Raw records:
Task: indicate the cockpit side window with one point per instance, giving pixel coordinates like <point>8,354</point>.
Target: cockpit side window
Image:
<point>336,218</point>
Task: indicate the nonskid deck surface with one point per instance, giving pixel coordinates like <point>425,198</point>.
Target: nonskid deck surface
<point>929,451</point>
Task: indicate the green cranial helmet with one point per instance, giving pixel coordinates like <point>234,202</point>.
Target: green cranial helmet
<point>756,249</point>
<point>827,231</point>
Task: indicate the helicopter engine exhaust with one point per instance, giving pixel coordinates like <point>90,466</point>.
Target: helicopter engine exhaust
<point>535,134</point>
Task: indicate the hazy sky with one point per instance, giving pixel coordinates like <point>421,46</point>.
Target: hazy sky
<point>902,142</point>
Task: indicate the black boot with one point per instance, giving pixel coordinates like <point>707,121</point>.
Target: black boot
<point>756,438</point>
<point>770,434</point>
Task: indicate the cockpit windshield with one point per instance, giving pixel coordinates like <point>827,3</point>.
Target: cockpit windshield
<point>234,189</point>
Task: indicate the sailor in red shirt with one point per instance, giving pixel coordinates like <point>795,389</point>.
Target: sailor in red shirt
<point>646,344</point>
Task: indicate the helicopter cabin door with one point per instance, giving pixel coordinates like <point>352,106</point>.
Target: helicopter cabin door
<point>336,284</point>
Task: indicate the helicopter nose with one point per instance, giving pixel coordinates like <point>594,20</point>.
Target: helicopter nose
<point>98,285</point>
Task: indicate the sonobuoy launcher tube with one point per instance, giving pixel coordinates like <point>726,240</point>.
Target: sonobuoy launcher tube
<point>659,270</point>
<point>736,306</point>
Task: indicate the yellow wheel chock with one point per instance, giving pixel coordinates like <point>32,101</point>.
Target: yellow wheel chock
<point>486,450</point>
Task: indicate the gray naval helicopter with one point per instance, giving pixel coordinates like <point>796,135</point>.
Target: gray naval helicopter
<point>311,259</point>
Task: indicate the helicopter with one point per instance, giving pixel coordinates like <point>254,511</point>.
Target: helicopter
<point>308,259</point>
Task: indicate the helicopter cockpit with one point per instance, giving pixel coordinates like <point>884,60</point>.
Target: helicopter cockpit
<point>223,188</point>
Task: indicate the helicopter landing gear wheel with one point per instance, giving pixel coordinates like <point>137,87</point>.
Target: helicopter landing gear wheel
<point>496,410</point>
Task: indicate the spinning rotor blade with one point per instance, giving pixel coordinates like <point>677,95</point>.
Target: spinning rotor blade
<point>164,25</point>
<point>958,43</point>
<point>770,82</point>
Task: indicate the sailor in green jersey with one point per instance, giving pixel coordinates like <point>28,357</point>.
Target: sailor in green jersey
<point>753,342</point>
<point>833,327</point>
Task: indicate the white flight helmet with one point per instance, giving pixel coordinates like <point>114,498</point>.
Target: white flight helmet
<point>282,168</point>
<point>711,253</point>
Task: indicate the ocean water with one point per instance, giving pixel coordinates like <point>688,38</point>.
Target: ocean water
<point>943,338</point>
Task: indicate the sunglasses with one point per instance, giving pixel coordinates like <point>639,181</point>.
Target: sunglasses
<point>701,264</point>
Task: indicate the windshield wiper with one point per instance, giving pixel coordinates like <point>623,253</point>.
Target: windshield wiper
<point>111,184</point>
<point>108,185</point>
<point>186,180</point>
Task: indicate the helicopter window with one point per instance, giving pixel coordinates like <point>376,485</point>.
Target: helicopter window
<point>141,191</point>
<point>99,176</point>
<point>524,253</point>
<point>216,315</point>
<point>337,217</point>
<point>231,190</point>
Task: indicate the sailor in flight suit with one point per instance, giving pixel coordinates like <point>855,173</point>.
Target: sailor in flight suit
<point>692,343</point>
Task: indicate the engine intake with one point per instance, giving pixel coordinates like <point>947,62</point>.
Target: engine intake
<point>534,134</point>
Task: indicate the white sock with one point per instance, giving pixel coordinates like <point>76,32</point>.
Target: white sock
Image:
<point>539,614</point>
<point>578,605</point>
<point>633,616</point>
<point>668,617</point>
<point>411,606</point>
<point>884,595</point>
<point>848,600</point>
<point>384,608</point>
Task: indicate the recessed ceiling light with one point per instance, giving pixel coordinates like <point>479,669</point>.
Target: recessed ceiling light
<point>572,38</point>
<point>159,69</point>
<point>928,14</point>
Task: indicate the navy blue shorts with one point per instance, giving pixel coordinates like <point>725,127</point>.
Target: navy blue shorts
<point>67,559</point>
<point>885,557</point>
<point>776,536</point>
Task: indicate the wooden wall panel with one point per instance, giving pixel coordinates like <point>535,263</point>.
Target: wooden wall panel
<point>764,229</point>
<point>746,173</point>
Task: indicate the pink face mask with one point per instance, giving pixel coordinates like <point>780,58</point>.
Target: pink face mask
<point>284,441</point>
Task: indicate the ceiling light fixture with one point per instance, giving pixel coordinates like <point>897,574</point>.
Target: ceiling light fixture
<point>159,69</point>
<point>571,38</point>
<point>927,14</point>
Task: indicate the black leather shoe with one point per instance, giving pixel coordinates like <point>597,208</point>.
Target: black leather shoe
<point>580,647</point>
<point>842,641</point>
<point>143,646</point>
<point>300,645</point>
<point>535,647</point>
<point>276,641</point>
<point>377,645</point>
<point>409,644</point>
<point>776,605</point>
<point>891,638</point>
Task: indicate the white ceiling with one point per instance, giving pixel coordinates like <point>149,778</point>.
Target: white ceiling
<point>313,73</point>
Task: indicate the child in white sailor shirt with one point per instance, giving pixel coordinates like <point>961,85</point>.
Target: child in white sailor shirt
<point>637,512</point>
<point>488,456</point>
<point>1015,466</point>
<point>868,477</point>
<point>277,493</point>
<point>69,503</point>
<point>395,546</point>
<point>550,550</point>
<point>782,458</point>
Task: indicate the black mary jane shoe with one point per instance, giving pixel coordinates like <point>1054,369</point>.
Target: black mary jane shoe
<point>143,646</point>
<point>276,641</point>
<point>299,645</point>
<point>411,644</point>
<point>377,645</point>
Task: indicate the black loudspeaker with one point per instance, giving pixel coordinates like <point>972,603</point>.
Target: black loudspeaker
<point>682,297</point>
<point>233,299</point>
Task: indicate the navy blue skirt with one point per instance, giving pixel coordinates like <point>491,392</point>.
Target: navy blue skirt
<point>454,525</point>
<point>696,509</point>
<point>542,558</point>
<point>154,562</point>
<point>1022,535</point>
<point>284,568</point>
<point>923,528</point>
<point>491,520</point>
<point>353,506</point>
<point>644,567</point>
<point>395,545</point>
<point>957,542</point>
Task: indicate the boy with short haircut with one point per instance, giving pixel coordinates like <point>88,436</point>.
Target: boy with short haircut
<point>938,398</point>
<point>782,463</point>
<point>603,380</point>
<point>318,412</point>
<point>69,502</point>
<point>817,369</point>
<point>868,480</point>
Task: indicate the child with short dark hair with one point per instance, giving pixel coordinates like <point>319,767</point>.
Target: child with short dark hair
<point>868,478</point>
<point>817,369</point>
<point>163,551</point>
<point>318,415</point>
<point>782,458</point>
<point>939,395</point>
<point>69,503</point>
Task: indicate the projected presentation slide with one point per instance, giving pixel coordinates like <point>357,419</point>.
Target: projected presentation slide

## [Given request]
Give back exactly the lines from the line holding "Task: indicate the child in" through the last line of the listing, including both.

## [The output]
Task: indicate the child in white sailor shirt with one point per instance, giving pixel coordinates like <point>961,85</point>.
Target: child in white sailor shirt
<point>637,512</point>
<point>488,456</point>
<point>1015,466</point>
<point>868,477</point>
<point>277,493</point>
<point>69,503</point>
<point>395,546</point>
<point>550,550</point>
<point>782,458</point>
Task: indicate the black mary jane shoe with one point per instance, giving pixel coordinates like <point>1054,369</point>.
Target: black mary jane shoe
<point>143,646</point>
<point>276,641</point>
<point>299,645</point>
<point>411,644</point>
<point>377,645</point>
Task: indicate the black loudspeaker with one point per instance, giving pixel coordinates like <point>972,603</point>.
Target: black loudspeaker
<point>682,297</point>
<point>233,299</point>
Task: indicate the navy blue skirt with one point per instance, giving pixel coordinates like <point>491,392</point>.
Target: navy blue skirt
<point>454,525</point>
<point>696,509</point>
<point>542,558</point>
<point>154,562</point>
<point>1022,535</point>
<point>284,568</point>
<point>923,528</point>
<point>491,520</point>
<point>353,506</point>
<point>644,567</point>
<point>395,545</point>
<point>957,542</point>
Task: indicate the boy with short haircut with one point per instance, giving pixel coordinates like <point>88,436</point>.
Target: boy with short haircut
<point>938,398</point>
<point>782,463</point>
<point>603,380</point>
<point>318,412</point>
<point>69,502</point>
<point>817,369</point>
<point>868,480</point>
Task: indicate the child with short dark hair with one point per instance, giving pixel coordinates like <point>319,767</point>.
Target: child with short dark hair
<point>868,478</point>
<point>817,369</point>
<point>163,551</point>
<point>318,415</point>
<point>782,458</point>
<point>939,395</point>
<point>69,503</point>
Task: indicate the projected presentation slide with one point per instance, giving pixel coordinates like <point>357,419</point>.
Target: projected presentation slide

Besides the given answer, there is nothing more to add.